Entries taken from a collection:
------------------------

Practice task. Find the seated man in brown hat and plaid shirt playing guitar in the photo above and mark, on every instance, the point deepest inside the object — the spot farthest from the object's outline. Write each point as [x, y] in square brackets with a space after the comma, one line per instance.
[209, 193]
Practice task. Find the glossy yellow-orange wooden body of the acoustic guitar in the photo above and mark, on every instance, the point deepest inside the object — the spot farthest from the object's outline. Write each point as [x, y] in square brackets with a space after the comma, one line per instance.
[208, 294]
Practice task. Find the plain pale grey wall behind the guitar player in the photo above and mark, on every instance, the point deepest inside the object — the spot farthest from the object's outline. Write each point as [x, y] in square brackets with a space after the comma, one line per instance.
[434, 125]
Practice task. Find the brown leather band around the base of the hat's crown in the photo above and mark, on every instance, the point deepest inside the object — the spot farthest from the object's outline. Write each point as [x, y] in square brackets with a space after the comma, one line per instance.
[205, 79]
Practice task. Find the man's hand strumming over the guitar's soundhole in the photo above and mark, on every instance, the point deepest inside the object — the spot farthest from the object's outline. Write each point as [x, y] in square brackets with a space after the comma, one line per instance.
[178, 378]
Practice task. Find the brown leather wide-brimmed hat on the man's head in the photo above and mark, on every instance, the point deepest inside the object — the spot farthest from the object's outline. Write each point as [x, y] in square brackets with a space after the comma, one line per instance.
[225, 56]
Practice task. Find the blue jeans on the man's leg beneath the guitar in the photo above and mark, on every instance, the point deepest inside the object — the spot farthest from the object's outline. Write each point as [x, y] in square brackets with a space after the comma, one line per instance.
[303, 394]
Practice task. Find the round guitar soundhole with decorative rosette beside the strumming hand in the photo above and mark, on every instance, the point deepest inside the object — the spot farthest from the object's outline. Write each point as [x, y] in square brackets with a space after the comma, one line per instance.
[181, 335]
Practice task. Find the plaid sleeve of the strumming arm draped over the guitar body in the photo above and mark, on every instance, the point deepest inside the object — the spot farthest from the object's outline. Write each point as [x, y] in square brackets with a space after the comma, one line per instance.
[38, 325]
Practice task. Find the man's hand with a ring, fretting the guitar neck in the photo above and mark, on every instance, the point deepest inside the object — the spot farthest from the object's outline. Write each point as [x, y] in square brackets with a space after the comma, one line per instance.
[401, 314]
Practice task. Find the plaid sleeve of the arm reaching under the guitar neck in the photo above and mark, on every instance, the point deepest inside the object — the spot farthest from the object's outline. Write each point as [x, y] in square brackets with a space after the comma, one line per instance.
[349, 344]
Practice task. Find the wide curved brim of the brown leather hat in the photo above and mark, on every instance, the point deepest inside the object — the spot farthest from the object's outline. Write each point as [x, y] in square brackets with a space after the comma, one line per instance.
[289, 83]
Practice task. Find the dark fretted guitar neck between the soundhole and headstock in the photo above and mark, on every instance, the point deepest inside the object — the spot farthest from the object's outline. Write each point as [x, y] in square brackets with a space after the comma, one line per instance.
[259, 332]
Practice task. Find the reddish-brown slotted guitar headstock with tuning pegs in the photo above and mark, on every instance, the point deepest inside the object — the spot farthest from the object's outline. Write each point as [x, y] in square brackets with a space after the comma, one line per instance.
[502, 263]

------------------------

▶ _What you have to do_:
Would you output all the records above exactly as written?

▶ _Expected output_:
Practice task. Find the seated man in brown hat and plaid shirt playing guitar in the photo above and mark, on every instance, the point deepest inside the object — the spot farthest from the object's outline. Write each point as [x, y] in square brackets with a space after the comma, one line per instance.
[209, 193]
Practice task. Find the glossy yellow-orange wooden body of the acoustic guitar in the photo above and mark, on every instance, the point deepest inside the object — the spot farthest from the object's outline. Write each point as [x, y] in square brackets with a space after the comma, one line per instance.
[208, 294]
Practice task. Find the plain pale grey wall behind the guitar player in the photo above and mark, on every instance, the point deepest inside the object — the spot farthest from the object's outline. Write each point as [x, y] in square brackets with a space after the comma, one line per instance.
[434, 125]
Practice task. Find the brown leather band around the base of the hat's crown in the photo above and mark, on every instance, the point deepest inside the object — the spot farthest from the object's outline. Write each point as [x, y] in square brackets with a space after the comma, one line per instance.
[205, 79]
Practice task. Find the man's hand strumming over the guitar's soundhole in the photo above and mark, on every instance, the point deepest inside the object — the spot farthest from the object's outline. Write each point as [x, y] in square brackets with a space after the comma, one line per instance.
[178, 378]
Practice task. Find the brown leather wide-brimmed hat on the man's head in the photo above and mark, on every instance, the point deepest inside the object — the spot farthest from the object's outline. Write each point as [x, y] in square brackets with a space after the comma, one line per instance.
[225, 56]
Practice task. Find the blue jeans on the man's leg beneath the guitar in the photo above and mark, on every instance, the point deepest inside the object — the spot farthest from the object's outline. Write each point as [x, y] in square brackets with a space after the comma, one line per instance.
[303, 394]
Practice task. Find the round guitar soundhole with decorative rosette beside the strumming hand in the photo above and mark, on every instance, the point deepest inside the object — the spot farthest from the object's outline. Write each point as [x, y] in square brackets with a space after the comma, one line per instance.
[181, 335]
Practice task. Find the plaid sleeve of the strumming arm draped over the guitar body in the photo above and mark, on every instance, the point deepest inside the object — the spot farthest from the object's outline. Write each point as [x, y] in square brackets with a space after the comma, one line per instance.
[38, 325]
Practice task. Find the man's hand with a ring, fretting the guitar neck in the photo above and mark, on every instance, the point deepest inside the object — the spot farthest from the object's outline. Write each point as [x, y] in square brackets with a space after the comma, one line per instance.
[401, 314]
Practice task. Find the plaid sleeve of the arm reaching under the guitar neck in the photo above and mark, on every instance, the point deepest inside the object — the spot farthest from the object's outline. Write each point as [x, y] in square brackets with a space after the comma, one line per instance.
[349, 344]
Practice task. Find the wide curved brim of the brown leather hat in the photo above and mark, on every instance, the point deepest inside the object — the spot farthest from the object's outline. Write each point as [x, y] in square brackets with a space after the comma, one line per instance.
[289, 83]
Practice task. Find the dark fretted guitar neck between the soundhole and headstock in the photo above and mark, on every instance, the point deepest inside the object — the spot farthest from the object's outline. Write each point as [x, y] in square brackets with a space after the comma, one line per instance.
[259, 332]
Practice task. Find the reddish-brown slotted guitar headstock with tuning pegs in the photo above and mark, on every instance, the point deepest inside the object — the spot farthest from the object's outline. Write each point as [x, y] in square brackets with a space after the comma, one line per instance.
[502, 263]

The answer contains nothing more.